[Check your understanding]:
1/ Answer these from the text on AI in clinics:
(a) What three kinds of clinics does it say are increasingly using AI tools?
(b) Which tools does it list under "During a consultation"?
(c) Which places does it mention for where data may be stored?
2/ Reproduce the stretch of the text on AI in clinics from "During a consultation" through "and treatment planning.".

[Text]:
[Start of section]

Why this matters
Private GP clinics, dental practices and specialist clinics are increasingly using AI tools. These may include ambient scribes, transcription tools, ChatGPT-style systems, Microsoft Copilot, AI imaging tools, triage bots, admin automation and patient communication platforms.
The issue is not simply whether a clinic uses AI. The issue is whether the clinic can explain how the tool is used, what patient data is involved, what supplier is responsible, what safeguards exist and who remains accountable.
Where AI may touch your data
Before an appointment
Online forms, triage tools, booking systems and patient messages.
During a consultation
Ambient scribes, transcription tools and note-generation systems.
After a consultation
Referral letters, summaries, coding, billing, follow-up messages and admin workflows.
In specialist services
Imaging, dermatology photos, dental images, fertility records, diagnostics and treatment planning.
What a well-governed clinic should be able to explain
- What AI tools are being used.
- Whether the tool is approved by the clinic.
- What patient data is processed.
- Which supplier processes the data.
- Whether data is stored in the UK, overseas or in cloud services.
- Whether data is used to train or improve AI models.

[End of section]

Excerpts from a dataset

[Start of section]

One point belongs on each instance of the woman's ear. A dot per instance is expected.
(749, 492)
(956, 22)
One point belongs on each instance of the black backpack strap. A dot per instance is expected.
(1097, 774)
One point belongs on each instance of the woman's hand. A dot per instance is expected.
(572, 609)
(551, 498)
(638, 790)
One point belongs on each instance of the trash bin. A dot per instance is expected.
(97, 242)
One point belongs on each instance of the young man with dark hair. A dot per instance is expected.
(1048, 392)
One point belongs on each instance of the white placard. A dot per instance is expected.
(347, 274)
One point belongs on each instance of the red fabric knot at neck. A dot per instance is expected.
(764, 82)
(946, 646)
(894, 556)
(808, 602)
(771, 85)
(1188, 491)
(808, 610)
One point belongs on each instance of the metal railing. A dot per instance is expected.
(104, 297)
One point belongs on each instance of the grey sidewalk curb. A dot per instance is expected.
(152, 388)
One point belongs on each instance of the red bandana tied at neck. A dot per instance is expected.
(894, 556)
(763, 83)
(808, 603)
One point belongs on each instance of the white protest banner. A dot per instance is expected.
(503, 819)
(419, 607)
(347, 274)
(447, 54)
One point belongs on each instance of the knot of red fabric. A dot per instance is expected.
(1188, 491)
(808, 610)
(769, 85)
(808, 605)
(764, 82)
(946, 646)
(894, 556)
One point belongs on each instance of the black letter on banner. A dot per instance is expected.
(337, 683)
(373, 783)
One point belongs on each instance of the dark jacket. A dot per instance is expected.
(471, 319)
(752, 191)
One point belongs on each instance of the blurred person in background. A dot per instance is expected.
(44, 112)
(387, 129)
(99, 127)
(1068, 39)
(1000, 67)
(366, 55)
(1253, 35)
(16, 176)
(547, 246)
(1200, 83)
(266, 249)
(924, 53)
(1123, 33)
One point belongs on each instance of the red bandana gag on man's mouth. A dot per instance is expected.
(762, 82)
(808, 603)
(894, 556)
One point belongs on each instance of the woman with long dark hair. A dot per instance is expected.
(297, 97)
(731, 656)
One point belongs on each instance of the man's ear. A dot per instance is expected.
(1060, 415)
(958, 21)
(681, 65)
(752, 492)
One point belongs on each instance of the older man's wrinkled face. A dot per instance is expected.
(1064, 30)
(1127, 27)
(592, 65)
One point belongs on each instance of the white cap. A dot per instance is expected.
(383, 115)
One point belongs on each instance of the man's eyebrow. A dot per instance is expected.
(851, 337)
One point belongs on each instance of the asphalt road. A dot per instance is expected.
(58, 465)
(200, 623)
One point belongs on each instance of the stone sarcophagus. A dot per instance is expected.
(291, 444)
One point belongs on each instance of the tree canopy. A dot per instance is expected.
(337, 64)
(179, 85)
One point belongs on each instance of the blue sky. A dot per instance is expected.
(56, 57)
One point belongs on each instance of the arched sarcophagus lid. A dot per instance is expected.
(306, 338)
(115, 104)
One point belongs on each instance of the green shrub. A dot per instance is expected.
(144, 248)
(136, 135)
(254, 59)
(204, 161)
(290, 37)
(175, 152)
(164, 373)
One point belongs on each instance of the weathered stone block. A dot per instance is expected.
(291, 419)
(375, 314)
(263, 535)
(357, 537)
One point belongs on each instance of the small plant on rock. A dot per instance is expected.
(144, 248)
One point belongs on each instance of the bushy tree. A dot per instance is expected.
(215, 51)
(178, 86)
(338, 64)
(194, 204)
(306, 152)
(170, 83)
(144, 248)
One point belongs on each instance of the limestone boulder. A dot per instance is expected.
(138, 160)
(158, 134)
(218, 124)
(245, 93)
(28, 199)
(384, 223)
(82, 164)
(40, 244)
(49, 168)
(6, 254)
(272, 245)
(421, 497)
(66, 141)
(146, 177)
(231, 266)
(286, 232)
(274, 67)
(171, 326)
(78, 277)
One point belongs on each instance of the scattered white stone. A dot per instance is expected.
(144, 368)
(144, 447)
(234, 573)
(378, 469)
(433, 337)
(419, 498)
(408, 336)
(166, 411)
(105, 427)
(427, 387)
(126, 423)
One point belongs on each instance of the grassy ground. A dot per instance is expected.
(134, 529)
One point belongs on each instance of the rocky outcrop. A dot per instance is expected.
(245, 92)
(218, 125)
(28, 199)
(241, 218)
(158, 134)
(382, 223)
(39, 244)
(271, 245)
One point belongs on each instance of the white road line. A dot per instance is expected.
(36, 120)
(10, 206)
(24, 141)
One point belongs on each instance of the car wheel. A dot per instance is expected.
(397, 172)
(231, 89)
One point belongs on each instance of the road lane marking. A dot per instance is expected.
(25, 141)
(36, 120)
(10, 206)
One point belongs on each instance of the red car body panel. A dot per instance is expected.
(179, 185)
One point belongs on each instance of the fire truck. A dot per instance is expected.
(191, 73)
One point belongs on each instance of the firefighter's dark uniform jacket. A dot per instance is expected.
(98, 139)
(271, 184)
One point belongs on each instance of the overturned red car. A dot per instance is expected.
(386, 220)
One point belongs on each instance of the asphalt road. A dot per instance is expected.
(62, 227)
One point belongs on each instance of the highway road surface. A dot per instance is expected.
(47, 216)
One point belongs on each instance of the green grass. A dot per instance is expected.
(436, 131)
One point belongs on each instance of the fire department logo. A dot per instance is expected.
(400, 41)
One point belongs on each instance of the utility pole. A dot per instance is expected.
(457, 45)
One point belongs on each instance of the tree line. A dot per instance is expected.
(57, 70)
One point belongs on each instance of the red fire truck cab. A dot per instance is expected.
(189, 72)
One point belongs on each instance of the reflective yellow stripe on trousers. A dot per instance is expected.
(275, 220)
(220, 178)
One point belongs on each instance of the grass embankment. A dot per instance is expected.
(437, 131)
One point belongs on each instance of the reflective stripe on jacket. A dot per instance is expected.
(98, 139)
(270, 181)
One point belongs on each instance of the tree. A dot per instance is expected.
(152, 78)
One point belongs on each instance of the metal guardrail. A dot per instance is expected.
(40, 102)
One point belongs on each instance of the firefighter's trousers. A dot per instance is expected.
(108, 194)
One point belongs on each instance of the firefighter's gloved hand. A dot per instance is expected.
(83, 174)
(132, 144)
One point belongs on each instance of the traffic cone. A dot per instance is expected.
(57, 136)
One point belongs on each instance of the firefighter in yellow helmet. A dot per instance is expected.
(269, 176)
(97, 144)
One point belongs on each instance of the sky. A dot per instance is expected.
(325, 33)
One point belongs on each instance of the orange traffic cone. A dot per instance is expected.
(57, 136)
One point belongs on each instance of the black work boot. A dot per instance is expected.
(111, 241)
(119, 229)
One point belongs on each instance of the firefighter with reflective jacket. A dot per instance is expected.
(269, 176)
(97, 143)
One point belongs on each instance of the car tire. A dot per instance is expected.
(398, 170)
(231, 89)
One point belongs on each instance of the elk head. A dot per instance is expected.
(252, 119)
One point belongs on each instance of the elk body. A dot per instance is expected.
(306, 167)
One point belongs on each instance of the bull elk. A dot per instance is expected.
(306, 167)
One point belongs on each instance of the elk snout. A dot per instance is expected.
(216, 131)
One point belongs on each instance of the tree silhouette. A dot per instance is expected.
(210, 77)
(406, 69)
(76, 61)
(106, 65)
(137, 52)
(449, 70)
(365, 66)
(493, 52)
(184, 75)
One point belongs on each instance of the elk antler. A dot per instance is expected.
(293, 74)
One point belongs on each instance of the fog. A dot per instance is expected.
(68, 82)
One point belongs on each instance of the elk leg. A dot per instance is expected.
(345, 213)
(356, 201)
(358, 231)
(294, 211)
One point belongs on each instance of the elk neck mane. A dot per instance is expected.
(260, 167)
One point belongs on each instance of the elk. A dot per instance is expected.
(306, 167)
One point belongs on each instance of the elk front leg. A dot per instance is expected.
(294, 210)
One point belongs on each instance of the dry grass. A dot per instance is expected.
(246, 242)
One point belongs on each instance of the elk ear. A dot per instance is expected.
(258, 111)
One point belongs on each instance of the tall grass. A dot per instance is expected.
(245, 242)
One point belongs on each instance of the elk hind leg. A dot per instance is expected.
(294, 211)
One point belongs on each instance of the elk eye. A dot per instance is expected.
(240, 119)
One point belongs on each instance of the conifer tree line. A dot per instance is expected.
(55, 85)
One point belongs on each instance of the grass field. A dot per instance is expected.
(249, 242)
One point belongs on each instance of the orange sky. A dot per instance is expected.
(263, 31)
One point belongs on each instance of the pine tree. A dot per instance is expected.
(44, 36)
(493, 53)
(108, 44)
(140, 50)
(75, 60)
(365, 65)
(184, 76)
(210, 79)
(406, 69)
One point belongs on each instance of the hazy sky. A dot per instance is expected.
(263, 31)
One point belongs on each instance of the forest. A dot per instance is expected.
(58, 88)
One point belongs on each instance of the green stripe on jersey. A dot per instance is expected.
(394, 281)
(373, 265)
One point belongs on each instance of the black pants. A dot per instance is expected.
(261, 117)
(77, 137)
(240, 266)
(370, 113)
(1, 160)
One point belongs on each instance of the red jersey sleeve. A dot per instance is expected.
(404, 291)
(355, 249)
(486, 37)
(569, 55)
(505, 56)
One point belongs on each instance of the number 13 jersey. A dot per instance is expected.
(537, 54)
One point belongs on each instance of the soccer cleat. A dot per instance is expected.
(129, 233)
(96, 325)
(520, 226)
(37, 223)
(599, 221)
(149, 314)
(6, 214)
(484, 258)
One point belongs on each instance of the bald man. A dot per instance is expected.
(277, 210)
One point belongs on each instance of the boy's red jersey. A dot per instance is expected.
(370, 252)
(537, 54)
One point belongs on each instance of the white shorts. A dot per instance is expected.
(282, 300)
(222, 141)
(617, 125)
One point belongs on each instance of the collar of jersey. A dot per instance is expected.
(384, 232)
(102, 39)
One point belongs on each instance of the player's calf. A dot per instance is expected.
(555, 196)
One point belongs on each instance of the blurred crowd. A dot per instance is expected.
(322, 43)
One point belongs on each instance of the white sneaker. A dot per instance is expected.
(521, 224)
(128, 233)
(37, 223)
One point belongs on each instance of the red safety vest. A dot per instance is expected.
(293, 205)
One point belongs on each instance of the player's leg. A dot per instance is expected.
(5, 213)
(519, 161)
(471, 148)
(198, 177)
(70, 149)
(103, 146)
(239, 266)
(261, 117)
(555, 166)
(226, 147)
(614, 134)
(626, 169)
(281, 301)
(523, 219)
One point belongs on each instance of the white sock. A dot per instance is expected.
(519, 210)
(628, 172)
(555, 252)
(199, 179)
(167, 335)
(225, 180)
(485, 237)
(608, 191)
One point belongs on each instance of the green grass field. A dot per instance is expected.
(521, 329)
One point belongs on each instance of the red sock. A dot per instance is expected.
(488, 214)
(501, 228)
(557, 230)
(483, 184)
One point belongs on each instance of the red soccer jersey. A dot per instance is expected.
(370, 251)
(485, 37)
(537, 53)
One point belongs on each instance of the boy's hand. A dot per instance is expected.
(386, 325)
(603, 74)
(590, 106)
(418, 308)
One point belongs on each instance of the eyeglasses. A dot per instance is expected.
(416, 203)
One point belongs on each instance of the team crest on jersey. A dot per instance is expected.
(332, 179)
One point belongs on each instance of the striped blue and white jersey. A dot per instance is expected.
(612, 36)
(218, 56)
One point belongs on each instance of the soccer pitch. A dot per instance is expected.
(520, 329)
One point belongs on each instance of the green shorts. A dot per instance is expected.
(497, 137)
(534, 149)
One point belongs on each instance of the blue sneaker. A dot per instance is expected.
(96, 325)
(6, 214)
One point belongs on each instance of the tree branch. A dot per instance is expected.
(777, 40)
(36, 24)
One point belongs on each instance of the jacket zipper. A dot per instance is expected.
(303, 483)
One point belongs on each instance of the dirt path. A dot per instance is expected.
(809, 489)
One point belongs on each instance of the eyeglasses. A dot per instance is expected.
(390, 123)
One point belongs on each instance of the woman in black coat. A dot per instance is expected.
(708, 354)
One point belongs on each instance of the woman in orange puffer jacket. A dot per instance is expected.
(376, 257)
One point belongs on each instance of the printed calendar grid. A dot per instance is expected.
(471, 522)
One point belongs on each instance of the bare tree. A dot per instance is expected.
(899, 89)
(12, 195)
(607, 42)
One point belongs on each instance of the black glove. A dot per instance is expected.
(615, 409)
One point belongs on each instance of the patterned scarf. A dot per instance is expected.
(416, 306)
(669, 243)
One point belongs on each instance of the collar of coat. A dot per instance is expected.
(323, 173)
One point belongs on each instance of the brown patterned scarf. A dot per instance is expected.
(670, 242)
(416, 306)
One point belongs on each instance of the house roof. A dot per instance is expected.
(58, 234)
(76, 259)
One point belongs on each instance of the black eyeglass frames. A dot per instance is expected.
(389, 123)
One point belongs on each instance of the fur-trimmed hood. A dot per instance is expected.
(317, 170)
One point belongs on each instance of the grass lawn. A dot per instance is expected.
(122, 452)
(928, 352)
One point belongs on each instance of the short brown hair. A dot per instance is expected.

[End of section]

[Results of the tasks]:
1/
(a) Private GP clinics, dental practices and specialist clinics.
(b) Ambient scribes, transcription tools and note-generation systems.
(c) The UK, overseas or in cloud services.

2/
During a consultation
Ambient scribes, transcription tools and note-generation systems.
After a consultation
Referral letters, summaries, coding, billing, follow-up messages and admin workflows.
In specialist services
Imaging, dermatology photos, dental images, fertility records, diagnostics and treatment planning.